▶ [YOUR OBJECTIVE]: Copy out each line of the listing below that contains the string "butterfly". Treat uppercase and lowercase as different.

▶ [DATASET EXCERPTS]:
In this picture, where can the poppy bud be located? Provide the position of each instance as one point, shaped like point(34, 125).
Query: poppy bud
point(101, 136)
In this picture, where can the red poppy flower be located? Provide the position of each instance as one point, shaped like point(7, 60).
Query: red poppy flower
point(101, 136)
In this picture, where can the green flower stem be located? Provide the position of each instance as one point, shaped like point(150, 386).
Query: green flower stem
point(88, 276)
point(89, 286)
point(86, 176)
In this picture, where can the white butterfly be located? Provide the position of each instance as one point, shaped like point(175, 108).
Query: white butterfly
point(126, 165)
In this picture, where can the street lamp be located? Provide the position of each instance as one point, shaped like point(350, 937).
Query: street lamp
==
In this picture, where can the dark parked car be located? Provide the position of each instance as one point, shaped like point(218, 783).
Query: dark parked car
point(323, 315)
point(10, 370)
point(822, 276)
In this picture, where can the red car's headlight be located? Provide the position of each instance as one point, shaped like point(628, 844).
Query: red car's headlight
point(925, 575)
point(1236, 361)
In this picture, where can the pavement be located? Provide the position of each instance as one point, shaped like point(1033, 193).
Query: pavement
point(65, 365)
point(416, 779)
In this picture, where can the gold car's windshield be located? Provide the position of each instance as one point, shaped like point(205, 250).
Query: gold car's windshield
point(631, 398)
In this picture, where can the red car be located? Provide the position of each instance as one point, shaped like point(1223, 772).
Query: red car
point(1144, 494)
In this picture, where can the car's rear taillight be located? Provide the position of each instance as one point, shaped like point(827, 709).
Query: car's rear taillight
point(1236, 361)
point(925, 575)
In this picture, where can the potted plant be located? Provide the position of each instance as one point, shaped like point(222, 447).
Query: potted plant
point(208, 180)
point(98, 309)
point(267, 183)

▶ [RESULT OF THE TASK]:
In this picture, where can the white butterfly be located? Provide the position of each instance as one point, shaped like point(175, 108).
Query: white butterfly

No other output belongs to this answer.